For this exercise, write out each entry below exactly as it reads.
Supplied information: Begin
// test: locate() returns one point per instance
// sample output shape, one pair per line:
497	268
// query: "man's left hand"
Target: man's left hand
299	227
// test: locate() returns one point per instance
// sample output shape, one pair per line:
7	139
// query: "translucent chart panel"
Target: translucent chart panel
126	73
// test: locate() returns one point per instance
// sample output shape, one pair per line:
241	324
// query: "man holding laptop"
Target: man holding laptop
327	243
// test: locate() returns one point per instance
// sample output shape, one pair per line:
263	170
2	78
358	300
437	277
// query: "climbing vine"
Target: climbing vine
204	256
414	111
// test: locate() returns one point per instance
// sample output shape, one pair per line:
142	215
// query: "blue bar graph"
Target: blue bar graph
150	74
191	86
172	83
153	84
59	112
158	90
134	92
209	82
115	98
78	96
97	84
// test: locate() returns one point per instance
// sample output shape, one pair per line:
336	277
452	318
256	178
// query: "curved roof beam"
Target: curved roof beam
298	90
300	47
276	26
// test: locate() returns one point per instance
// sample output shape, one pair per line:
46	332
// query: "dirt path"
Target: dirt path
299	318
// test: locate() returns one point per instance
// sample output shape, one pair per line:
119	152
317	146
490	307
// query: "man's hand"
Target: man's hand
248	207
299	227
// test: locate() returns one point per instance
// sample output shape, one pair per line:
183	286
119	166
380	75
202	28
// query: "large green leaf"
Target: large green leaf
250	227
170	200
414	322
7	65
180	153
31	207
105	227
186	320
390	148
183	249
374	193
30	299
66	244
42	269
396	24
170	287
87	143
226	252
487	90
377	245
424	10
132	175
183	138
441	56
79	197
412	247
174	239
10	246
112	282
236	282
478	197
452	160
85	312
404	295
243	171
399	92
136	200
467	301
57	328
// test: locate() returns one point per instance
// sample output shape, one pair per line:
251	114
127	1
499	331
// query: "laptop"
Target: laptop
Supplied information: End
### Response area
// test: locate() returns one point per instance
// sample output shape, one pair per line:
497	268
// query: "man's left hand"
Target: man's left hand
299	227
// test: locate() returns one point per instance
// sample output shape, one pair per line:
7	139
// query: "translucent chart panel"
Target: translucent chart panel
126	73
// test: locate() returns one point per instance
// sample output shape, one pair per line:
241	324
// query: "man holding laptop"
Target: man holding laptop
327	243
// test: locate() returns one point per instance
// sample output shape, one pair per line:
263	170
2	78
358	300
437	277
// query: "climbing vine"
Target: climbing vine
204	256
414	111
// test: locate() returns one point per instance
// sample output shape, one pair per line:
142	215
// query: "blue bar graph"
Target: blue bar graph
150	74
191	86
172	83
153	84
59	112
158	90
134	92
209	82
115	98
78	96
97	84
// test: locate() returns one point per instance
// sample output shape, one pair per line:
336	277
452	318
256	178
// query: "curved roof beam"
Target: curved roof beam
298	90
300	47
276	26
// test: locate() returns one point per instance
// sample output shape, one pair per line:
46	332
// query: "dirt path"
Target: dirt path
299	318
// test: locate() returns one point per instance
// sample output shape, one pair per line:
119	152
317	146
490	307
// query: "man's hand"
Target: man's hand
248	207
299	227
// test: locate() returns one point per instance
// sample output shape, one pair per line:
183	286
119	166
380	75
202	28
// query: "large green leaf"
Target: large green leaf
250	227
170	200
414	322
7	65
180	153
31	207
105	227
186	320
390	148
183	249
374	193
30	299
66	244
42	269
396	24
170	287
87	143
226	252
487	90
377	245
424	10
132	175
183	138
441	56
79	197
412	247
174	239
10	246
112	282
236	282
478	197
452	160
85	312
404	295
243	171
399	92
136	200
467	301
57	328
// test: locate() returns one point per instance
// sample output shape, one pair per line:
251	114
127	1
499	331
// query: "laptop"
Target: laptop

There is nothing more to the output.